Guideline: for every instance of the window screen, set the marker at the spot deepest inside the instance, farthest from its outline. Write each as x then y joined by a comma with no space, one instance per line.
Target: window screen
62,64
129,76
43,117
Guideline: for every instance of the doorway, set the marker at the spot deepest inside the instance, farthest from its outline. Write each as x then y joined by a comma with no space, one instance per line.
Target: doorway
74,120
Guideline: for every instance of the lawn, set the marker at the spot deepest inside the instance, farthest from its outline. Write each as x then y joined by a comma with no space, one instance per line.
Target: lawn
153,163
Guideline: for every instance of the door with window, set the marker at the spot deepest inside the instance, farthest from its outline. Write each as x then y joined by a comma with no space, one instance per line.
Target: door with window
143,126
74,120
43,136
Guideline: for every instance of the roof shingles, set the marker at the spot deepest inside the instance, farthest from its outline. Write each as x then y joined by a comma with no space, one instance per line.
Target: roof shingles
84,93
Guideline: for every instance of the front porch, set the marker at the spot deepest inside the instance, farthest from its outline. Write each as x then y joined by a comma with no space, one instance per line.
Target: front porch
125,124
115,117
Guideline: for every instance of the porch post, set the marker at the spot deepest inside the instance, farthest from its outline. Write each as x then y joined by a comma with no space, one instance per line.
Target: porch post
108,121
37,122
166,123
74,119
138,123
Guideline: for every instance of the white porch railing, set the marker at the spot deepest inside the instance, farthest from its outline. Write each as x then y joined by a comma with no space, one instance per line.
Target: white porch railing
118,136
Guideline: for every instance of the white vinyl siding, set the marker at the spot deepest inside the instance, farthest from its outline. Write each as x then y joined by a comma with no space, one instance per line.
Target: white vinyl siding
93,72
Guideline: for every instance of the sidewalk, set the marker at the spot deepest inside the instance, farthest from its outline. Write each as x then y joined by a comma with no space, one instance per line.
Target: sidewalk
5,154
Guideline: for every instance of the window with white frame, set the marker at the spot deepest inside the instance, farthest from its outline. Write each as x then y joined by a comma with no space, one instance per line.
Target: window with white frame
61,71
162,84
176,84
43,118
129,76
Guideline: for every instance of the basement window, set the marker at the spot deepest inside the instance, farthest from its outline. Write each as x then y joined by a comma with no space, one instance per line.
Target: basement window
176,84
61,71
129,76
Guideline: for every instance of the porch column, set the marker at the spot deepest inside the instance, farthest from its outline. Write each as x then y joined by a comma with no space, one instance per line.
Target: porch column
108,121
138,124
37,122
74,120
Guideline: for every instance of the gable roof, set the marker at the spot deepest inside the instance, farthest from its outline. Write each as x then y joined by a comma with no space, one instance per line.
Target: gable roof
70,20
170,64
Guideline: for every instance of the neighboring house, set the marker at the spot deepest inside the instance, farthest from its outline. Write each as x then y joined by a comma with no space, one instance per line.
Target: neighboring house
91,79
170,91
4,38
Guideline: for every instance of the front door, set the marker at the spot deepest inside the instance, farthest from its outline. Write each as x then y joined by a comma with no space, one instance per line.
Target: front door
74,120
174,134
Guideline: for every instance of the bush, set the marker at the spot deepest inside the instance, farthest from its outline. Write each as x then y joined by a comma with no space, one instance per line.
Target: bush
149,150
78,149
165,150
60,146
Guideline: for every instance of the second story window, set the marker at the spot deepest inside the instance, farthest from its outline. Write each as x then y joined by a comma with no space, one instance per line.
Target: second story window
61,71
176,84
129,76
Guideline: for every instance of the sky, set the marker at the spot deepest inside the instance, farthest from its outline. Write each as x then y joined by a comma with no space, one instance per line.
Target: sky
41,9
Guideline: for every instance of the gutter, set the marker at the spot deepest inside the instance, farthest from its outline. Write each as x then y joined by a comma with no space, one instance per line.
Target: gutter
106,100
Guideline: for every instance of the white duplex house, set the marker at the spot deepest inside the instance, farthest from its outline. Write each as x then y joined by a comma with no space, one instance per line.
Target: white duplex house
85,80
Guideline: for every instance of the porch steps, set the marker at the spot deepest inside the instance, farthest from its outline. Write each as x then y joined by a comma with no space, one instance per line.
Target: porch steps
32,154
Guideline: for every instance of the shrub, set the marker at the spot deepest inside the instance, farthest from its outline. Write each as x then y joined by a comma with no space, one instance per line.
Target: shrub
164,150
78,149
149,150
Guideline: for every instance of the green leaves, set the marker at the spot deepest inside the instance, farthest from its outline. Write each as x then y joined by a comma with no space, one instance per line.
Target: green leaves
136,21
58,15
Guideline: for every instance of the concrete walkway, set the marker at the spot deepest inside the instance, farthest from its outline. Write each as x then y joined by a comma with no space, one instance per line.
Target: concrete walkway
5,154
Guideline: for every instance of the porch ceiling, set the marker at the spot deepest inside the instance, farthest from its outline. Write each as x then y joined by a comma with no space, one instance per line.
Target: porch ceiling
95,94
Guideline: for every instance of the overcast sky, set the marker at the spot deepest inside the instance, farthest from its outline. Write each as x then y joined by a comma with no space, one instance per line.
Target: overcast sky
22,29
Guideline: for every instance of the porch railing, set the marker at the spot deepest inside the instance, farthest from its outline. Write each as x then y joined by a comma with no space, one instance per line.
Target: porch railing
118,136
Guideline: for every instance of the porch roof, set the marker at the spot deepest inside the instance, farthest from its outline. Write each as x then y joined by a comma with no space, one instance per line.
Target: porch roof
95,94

○ ○ ○ ○ ○

## WORK TO BE COMPLETED:
Provide a verbatim copy of all the entries.

## RESPONSE TO THIS TASK:
Guideline: for every instance of the window screen, set the marker at the spot deepest inside the instance, farthest from its outline. Write each as x then y joined by a comma with no space, one instance per line.
Target: window screen
62,64
129,76
43,117
Guideline: for every instance of the doorway, set the marker at the spot deepest inside the instance, farthest from its outline. Write each as x then y joined by a comma with no space, one instance per line.
Target: doorway
74,120
Guideline: for every instance of the lawn, set the marker at the spot deepest inside the instance, farthest from its outline. Write each as x then y joined by a comma with no space, one instance per line.
Target: lawn
153,163
Guideline: for every instance of the door with window, set the marker at the spot deepest inside the instance, farthest from its outline. Write each as x then y joined by a comma with no space, one instance per line.
Target: door with window
143,126
74,120
43,136
Guideline: for every instance of the roof shingles, set the marker at the spot deepest inside the instance, farthest from its outline. Write each as x then y joined by a comma with no space, one instance per line.
Target: roof shingles
84,93
Guideline: for every instance of the front porch, set the marker at the spot deepest inside the instance, farthest from its outline. Write each as x then y joined by a comma with no space, one instance per line.
Target: front porch
125,124
115,117
Guideline: for every instance of the porch post, set the marker at the spot deepest inside the instance, farthest from its outline. Write each as x then y joined by a comma with no space, one instance per line.
Target: porch post
108,121
37,122
166,123
74,119
138,123
Guideline: for every instance of the white porch railing, set the marker at the spot deepest inside the instance, farthest from its outline. Write each as x then y joined by a comma with no space, one instance per line.
Target: white porch railing
118,136
Guideline: for every instance of the white vinyl siding, set the marker at the spot deepest inside the instance, farthest from its outline. Write each as x then y joined by a comma with no space, one instance per line.
Target: white vinyl siding
93,72
Guideline: for every instance of the sidewalk, set the marker at the spot deepest inside the instance, farthest from its outline. Write each as x then y joined by a comma with no space, one instance per line.
Target: sidewalk
5,154
Guideline: for every instance of the window with white frame, set the marker at the spot deepest inside the instance, farthest from its outline. Write each as x then y joined by a comma with no space, one instance per line.
Target: window with white frame
61,71
162,84
176,84
43,118
129,76
Guideline: for every instance of the basement window, set the marker at the spot deepest inside the instance, farthest from its outline. Write each as x then y joined by a comma with no space, one instance per line.
Target: basement window
176,84
61,71
129,76
Guideline: for every instance of the porch column, set the marker at the spot deepest inside the instance, farthest from its outline. Write each as x then y joined by a comma with no space, one instance per line.
Target: porch column
108,121
138,124
37,122
74,120
Guideline: for every instance of the gable roof, set the marker at the spot deepest inside the instance, farthest from its outline. Write each as x then y joined by a comma with no space, one instance per line.
Target: gable roof
70,20
170,64
Guideline: for every instance of the neighboring house, set the marker at the spot deepest inside the instance, farthest from its outline. Write each as x then y joined by a comma with no space, one instance per line.
Target: neighboring house
91,79
170,91
4,38
Guideline: for every instance of the front door, set the marker at the spot deepest inside the instance, farthest from its outline. Write each as x then y joined by a comma with no space, one instance per line.
Target: front door
74,120
174,134
Guideline: for every instance of the bush, set the marker at the spot deepest inside the instance, farthest from its outline. Write each as x then y joined by a comma with no space, one instance per line.
Target: bush
149,150
78,149
165,150
60,146
Guideline: for every instance of the second story window, set the marker at the spot deepest inside the instance, farthest from its outline. Write each as x then y joined by a comma with no space, one instance per line.
Target: second story window
61,71
176,84
129,76
Guideline: for every instance of the sky, set the marker at the spot deepest inside the instance, farthest from its outline. Write each as x then y joined by a comma with no space, one instance per line.
Target: sky
41,9
Guideline: for every instance of the gutter, set the marker at the spot deepest inside the instance, farthest from its outline. Write each as x then y joined by a comma with no space, one instance per line.
Target: gutter
106,100
Guideline: for every instance of the white duplex house, set the marker at the spot deepest inside the instance, farthest from its outline. Write each as x then y joined by a comma with no space, one instance per line.
Target: white duplex house
85,80
Guideline: for every instance of the porch steps, set the marker at the spot deepest inside the instance, farthest from its outline. Write each as x then y joined by a comma with no space, one instance per line.
Target: porch steps
32,154
Guideline: for every instance of the shrub, set the marker at the spot deepest inside the instance, farthest from its outline. Write each as x then y joined by a comma with no space, one instance per line.
Target: shrub
164,150
78,149
149,150
Guideline: for every instance of the green leaves, set the marker at the spot deepest inside the instance, farthest from its outline. Write each as x then y joined by a comma with no space, one instance per line.
Target: green leaves
136,21
58,15
Guideline: for every instance of the concrete walkway, set the marker at the spot deepest inside the instance, farthest from its outline. Write each as x then y joined by a comma with no space, one instance per line.
Target: concrete walkway
5,154
Guideline: for every instance of the porch ceiling, set the marker at the spot deepest inside the instance, farthest from its outline. Write each as x then y joined by a comma with no space, one instance per line.
Target: porch ceiling
95,94
Guideline: for every instance of the overcast sky, set the marker at the spot deepest inside the instance, farthest from its outline. Write each as x then y joined by a comma with no space, one instance per line.
Target: overcast sky
22,29
Guideline: for every instance of the porch railing, set the marker at the spot deepest inside the instance, farthest from its outline. Write each as x then y joined by a comma with no space, one instance per line.
Target: porch railing
118,136
Guideline: for every instance of the porch roof, set the marker at the spot deepest inside the instance, farthest from its outline. Write each as x then y joined by a comma with no space, one instance per line.
Target: porch roof
95,94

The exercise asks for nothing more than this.